_QUOTED TEXT_:
How Canary Wharf exodus could affect local economy

Tower Hamlets could be affected by potential job exports to the EU     Pic: Wikimedia Commons

Apart from the prospect that some Canary Wharf-based bankers will relocate as a result of Brexit, the success of Emmanuel Macron in the recent French election may also prompt the commercial sector to move from Tower Hamlets.

This comes just as some of the largest residential estates are set to open. Such developments and demographic predictions remind us of the poverty that the borough of Tower Hamlets continues to face.

Tower Hamlets is home to Canary Wharf, the centre for the largest banks and financial institutions which continue to retain London’s role as a global economic hub.

Partly due to Canary Wharf’s concentration of high household incomes compared to outside the area, Tower Hamlets has one of the most drastic levels of wealth inequality, a middle class hardly visible.

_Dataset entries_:
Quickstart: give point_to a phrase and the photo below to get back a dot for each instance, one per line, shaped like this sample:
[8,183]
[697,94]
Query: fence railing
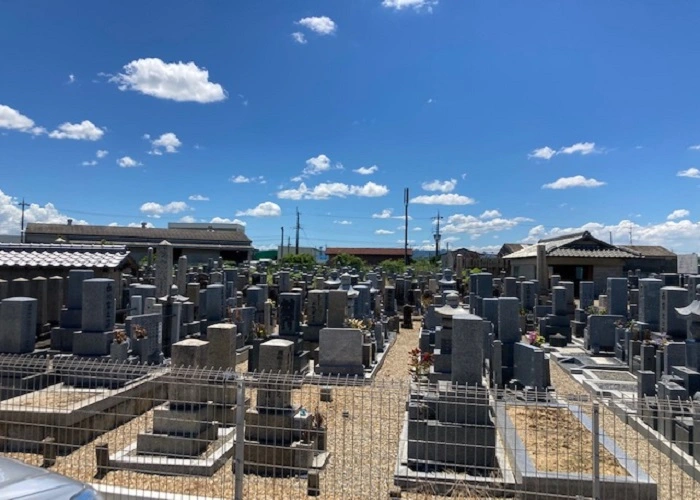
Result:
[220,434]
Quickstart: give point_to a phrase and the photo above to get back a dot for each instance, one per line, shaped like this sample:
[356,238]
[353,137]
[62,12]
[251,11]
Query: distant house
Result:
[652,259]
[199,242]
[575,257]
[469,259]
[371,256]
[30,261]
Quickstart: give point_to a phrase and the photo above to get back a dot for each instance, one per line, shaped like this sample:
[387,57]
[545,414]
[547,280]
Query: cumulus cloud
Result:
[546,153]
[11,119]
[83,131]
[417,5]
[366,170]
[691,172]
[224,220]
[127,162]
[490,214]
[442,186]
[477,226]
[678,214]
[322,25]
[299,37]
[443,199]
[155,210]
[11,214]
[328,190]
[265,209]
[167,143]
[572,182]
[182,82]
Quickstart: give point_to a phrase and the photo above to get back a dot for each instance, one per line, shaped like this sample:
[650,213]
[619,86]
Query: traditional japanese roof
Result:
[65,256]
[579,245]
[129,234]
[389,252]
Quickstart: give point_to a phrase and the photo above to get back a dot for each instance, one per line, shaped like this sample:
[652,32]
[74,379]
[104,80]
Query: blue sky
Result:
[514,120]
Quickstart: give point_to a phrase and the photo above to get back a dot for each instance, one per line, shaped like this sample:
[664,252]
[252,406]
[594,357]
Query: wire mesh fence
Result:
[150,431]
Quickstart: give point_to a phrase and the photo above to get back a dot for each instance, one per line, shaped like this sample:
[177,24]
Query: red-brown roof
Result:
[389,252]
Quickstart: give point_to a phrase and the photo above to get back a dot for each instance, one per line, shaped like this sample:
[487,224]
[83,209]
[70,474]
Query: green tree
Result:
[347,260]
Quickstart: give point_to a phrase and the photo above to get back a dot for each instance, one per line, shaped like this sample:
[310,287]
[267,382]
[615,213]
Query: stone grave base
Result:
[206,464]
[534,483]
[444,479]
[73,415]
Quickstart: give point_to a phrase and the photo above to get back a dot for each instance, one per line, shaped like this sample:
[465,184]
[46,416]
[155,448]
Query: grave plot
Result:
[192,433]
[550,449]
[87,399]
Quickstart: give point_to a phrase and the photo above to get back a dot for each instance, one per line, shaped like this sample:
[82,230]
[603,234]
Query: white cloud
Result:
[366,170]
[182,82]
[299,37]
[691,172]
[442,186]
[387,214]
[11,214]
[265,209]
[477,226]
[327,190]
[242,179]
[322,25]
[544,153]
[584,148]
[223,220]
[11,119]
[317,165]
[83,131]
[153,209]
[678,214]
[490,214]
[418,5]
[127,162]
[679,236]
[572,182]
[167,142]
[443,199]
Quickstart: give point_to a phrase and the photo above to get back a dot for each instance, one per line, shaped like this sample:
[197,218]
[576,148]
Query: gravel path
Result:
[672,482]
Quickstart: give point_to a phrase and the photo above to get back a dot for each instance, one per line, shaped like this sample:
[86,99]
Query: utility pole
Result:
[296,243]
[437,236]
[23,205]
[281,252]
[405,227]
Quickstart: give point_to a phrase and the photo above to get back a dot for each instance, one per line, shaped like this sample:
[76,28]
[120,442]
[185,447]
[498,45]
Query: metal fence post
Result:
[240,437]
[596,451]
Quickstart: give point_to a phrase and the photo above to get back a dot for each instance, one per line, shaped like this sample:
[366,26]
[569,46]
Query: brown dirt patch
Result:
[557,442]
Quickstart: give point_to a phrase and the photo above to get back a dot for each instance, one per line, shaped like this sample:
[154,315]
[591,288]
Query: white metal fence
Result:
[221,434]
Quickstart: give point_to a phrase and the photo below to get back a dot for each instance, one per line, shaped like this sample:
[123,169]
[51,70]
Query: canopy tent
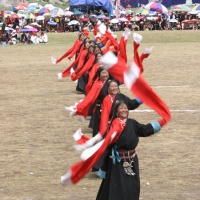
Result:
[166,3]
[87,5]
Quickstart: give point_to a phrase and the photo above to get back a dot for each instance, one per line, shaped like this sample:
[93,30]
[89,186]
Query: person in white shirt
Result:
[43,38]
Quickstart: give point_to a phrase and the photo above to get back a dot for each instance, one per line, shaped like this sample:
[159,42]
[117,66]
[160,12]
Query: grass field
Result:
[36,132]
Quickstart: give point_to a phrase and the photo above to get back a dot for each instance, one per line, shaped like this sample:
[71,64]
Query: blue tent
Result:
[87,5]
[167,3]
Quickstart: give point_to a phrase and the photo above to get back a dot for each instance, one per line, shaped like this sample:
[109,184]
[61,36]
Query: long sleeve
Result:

...

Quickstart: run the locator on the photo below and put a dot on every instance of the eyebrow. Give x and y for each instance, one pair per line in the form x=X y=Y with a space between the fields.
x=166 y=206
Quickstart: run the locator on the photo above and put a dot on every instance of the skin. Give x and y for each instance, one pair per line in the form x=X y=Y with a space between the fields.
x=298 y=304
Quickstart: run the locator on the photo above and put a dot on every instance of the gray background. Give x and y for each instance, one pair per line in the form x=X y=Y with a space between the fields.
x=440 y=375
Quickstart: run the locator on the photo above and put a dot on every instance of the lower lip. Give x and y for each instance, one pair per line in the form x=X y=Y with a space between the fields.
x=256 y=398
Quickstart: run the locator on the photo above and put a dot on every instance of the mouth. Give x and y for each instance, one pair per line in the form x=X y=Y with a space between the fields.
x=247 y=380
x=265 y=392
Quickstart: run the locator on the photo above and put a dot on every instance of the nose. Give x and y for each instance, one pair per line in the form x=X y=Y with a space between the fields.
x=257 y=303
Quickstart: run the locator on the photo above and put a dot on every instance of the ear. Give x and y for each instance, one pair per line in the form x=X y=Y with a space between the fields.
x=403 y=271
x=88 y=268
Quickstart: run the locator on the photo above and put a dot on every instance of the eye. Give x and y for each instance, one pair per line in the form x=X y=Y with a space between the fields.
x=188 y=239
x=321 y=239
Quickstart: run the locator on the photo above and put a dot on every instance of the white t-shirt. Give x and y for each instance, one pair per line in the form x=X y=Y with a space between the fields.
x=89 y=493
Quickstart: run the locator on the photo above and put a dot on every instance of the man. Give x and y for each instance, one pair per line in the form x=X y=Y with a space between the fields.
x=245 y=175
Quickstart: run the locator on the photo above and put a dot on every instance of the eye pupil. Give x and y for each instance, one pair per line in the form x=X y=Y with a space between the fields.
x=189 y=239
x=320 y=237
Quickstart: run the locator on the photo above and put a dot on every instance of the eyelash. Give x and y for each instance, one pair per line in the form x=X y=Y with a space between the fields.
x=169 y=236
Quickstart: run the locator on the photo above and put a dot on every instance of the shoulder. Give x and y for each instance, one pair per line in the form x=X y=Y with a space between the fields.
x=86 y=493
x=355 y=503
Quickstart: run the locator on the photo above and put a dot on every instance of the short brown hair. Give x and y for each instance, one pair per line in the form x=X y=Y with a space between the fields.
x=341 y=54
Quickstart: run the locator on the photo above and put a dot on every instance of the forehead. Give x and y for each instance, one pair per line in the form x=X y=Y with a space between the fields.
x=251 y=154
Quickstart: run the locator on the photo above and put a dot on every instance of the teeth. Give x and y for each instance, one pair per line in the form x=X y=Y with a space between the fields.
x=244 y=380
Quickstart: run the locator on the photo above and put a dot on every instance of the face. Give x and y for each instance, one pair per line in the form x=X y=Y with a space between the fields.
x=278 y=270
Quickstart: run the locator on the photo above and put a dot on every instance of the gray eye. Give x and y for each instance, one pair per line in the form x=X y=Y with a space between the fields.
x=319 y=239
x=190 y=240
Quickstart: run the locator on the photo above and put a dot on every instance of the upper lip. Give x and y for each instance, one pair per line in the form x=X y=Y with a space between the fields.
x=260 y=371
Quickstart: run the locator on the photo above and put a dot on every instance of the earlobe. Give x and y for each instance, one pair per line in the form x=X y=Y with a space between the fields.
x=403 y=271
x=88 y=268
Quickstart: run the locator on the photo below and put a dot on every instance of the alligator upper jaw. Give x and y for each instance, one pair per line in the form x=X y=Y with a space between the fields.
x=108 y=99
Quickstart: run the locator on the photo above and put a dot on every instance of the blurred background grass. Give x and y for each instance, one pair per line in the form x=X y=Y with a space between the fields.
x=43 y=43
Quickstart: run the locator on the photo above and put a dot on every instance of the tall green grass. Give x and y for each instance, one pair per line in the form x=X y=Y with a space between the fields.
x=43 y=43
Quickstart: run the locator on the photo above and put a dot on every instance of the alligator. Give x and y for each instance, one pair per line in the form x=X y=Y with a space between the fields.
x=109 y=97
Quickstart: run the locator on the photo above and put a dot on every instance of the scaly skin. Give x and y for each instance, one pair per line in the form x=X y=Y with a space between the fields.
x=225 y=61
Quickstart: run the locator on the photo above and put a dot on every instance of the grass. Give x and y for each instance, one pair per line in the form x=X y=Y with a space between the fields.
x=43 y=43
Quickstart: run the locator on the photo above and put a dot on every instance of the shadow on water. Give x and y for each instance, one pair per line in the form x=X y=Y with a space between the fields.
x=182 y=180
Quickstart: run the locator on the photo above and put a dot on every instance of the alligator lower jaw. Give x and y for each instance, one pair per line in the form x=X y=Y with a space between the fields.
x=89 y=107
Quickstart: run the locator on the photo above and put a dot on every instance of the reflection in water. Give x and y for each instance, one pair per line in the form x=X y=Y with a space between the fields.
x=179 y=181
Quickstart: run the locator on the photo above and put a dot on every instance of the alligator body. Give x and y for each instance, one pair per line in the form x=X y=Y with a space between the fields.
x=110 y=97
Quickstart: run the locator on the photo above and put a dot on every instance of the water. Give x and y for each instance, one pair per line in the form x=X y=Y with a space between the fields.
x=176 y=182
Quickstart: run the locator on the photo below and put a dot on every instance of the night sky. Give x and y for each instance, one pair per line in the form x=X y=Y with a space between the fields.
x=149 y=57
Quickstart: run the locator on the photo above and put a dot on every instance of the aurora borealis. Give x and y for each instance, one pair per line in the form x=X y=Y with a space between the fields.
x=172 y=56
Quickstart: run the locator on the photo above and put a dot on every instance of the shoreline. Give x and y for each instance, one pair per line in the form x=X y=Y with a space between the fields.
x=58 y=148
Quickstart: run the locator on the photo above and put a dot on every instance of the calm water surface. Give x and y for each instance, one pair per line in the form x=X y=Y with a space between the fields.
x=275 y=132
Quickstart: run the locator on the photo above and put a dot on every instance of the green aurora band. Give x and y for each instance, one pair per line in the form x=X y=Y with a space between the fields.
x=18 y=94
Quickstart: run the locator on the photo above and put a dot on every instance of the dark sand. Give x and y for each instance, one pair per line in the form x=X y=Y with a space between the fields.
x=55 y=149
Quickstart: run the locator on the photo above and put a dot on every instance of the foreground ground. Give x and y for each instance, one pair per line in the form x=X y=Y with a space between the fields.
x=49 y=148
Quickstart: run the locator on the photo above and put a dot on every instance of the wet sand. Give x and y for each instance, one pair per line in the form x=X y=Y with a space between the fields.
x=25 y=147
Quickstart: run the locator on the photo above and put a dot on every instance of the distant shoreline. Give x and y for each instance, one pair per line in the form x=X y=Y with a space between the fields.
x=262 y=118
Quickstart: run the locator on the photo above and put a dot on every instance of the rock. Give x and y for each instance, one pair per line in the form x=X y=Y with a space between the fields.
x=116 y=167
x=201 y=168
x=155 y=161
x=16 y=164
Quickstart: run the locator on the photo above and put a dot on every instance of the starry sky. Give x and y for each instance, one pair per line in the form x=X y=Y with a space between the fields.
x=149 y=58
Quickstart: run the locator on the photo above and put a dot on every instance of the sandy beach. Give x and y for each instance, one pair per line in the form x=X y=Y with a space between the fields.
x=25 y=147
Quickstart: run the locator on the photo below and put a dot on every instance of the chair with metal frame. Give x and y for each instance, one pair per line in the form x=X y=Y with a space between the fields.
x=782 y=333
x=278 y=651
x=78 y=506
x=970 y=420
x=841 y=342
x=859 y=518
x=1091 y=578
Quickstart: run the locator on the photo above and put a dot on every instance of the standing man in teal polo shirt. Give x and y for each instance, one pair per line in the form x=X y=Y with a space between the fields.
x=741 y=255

_SET PROBLEM_: List every proper name that appears in the four body paragraphs of the article on the Canary Wharf exodus, leaving out the headline and the photo caption.

_SOLUTION TO THE PROBLEM_: Canary Wharf, Brexit, Emmanuel Macron, Tower Hamlets, London